» Goal of the exercise
All the data below needs to be retyped exactly as shown.

» Records

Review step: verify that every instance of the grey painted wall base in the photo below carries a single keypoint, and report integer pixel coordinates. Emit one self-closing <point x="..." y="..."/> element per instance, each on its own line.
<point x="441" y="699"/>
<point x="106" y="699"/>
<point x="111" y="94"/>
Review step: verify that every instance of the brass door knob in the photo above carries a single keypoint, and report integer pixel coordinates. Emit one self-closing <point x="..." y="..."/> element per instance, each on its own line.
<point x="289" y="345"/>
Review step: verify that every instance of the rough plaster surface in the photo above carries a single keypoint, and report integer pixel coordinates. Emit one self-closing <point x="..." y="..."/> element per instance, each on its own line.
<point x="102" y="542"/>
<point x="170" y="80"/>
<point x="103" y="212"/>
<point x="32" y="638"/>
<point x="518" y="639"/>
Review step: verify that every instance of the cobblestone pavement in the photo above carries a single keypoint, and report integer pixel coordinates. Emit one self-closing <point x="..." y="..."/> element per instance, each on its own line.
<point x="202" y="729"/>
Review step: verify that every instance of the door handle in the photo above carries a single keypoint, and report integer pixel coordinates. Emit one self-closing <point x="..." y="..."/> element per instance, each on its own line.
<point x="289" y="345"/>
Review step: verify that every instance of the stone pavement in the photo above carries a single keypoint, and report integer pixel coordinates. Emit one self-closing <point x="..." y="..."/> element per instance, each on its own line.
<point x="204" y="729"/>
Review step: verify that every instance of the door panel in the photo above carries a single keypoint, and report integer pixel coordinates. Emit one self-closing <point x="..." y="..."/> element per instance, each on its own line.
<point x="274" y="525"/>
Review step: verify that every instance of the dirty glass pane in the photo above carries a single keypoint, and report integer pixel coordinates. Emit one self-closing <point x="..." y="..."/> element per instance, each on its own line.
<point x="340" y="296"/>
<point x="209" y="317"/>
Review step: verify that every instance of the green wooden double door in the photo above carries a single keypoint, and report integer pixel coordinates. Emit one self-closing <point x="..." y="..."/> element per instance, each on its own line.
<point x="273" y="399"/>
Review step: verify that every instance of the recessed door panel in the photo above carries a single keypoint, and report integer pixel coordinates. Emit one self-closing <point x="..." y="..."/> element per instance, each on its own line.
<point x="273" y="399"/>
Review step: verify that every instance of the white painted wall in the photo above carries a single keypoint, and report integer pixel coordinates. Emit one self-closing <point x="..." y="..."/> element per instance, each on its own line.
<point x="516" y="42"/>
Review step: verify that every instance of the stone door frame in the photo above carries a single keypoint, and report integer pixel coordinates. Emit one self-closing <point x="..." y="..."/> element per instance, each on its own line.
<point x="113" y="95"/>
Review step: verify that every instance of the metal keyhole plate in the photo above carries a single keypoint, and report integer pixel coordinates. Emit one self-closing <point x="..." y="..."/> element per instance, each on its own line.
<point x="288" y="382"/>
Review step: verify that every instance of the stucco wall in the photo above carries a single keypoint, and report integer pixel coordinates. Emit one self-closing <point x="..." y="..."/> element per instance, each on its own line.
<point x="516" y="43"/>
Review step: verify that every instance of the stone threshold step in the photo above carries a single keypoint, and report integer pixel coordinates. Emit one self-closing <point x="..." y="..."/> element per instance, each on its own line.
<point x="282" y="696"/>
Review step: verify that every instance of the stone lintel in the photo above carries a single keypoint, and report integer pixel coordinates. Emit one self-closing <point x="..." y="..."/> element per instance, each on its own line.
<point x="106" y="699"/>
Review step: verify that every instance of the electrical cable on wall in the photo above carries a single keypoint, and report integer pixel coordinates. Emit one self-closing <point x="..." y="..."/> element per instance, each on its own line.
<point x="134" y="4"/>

» Solution to the exercise
Review step: verify that every instance of the grey painted wall base in the photo below carries a single keypoint, and report integer pixel coordinates. Emit one self-closing <point x="..." y="..."/> element per instance, each on its own line.
<point x="441" y="699"/>
<point x="106" y="699"/>
<point x="111" y="94"/>
Review step: verify that every instance of the brass door knob in the photo above carries a single keypoint, and report integer pixel coordinates. Emit one self-closing <point x="..." y="..."/> element per instance, each on its own line.
<point x="289" y="345"/>
Review step: verify that every instance of the rough plaster surface in the photo above carries a single keypoint, and report integer pixel coordinates. Emit one self-closing <point x="..." y="..."/> element per instance, each on its own line.
<point x="102" y="542"/>
<point x="170" y="80"/>
<point x="103" y="212"/>
<point x="32" y="638"/>
<point x="518" y="639"/>
Review step: verify that every instance of the cobblestone pavement in the photo above carries a single keypoint, and report integer pixel coordinates. Emit one self-closing <point x="..." y="..."/> element per instance, each on its own line.
<point x="202" y="729"/>
Review step: verify that every instance of the door handle in the photo above carries a single keypoint, and report integer pixel coordinates. Emit one self-closing <point x="..." y="..."/> element per instance, each on its own line.
<point x="289" y="345"/>
Review step: verify that every instance of the stone pavement in the photo above carries a single keypoint, and report integer pixel coordinates. Emit one self-closing <point x="..." y="..."/> element per instance, each on its own line.
<point x="204" y="729"/>
Review step: verify that every instance of the door panel in the photo above carries a single keypoint, and report integer pixel coordinates. Emit one self-closing <point x="..." y="..."/> element per instance, each on its own line.
<point x="274" y="525"/>
Review step: verify that every instance of the dirty glass pane in the photo above carries a single keypoint, and report integer pixel coordinates. Emit one self-closing <point x="..." y="..."/> element per instance, each on its own line.
<point x="340" y="296"/>
<point x="209" y="317"/>
Review step: verify that every instance of the green wooden double door in the photo above carries a single keypoint, and report integer pixel coordinates. Emit one self-closing <point x="..." y="..."/> element per instance, each on its own line.
<point x="273" y="399"/>
Review step: verify that every instance of the recessed door panel in the photo above carries a single keypoint, and report integer pixel coordinates. Emit one self-closing <point x="..." y="..."/> element per instance, each on its own line.
<point x="273" y="399"/>
Review step: verify that every instance of the white painted wall in the photo above carries a single keypoint, and report integer pixel coordinates. Emit one self-closing <point x="..." y="..."/> element per instance, each on its own line.
<point x="516" y="42"/>
Review step: verify that every instance of the stone door frame in the photo above carries a single keypoint, and report integer pixel coordinates. Emit one self-closing <point x="..." y="..."/> element per instance, each on its own line.
<point x="113" y="95"/>
Review step: verify that every instance of the metal keyhole plate in the photo above carries a single keypoint, and report integer pixel coordinates. Emit one self-closing <point x="..." y="..."/> element per instance, each on its own line.
<point x="288" y="382"/>
Review step: verify that every instance of the stucco wall in the photo above carries a single keypoint, and report integer pixel coordinates. Emit one self-closing <point x="..." y="..."/> element per instance, each on its own line.
<point x="516" y="43"/>
Review step: verify that every instance of the stone threshold step in the photo above carries a single keypoint, and report integer pixel coordinates. Emit one self-closing <point x="..." y="..."/> element per instance, each on its own line.
<point x="282" y="696"/>
Review step: verify that every instance of the stone lintel in the photo above carries a single keypoint, and report integer pixel coordinates. Emit one self-closing <point x="..." y="..."/> element per instance, each on its own line.
<point x="106" y="699"/>
Review step: verify that every instance of the electrical cable on wall in the photo above carries a single keypoint, and report integer pixel coordinates. Emit one self-closing <point x="..." y="..."/> element per instance, each on its own line.
<point x="134" y="4"/>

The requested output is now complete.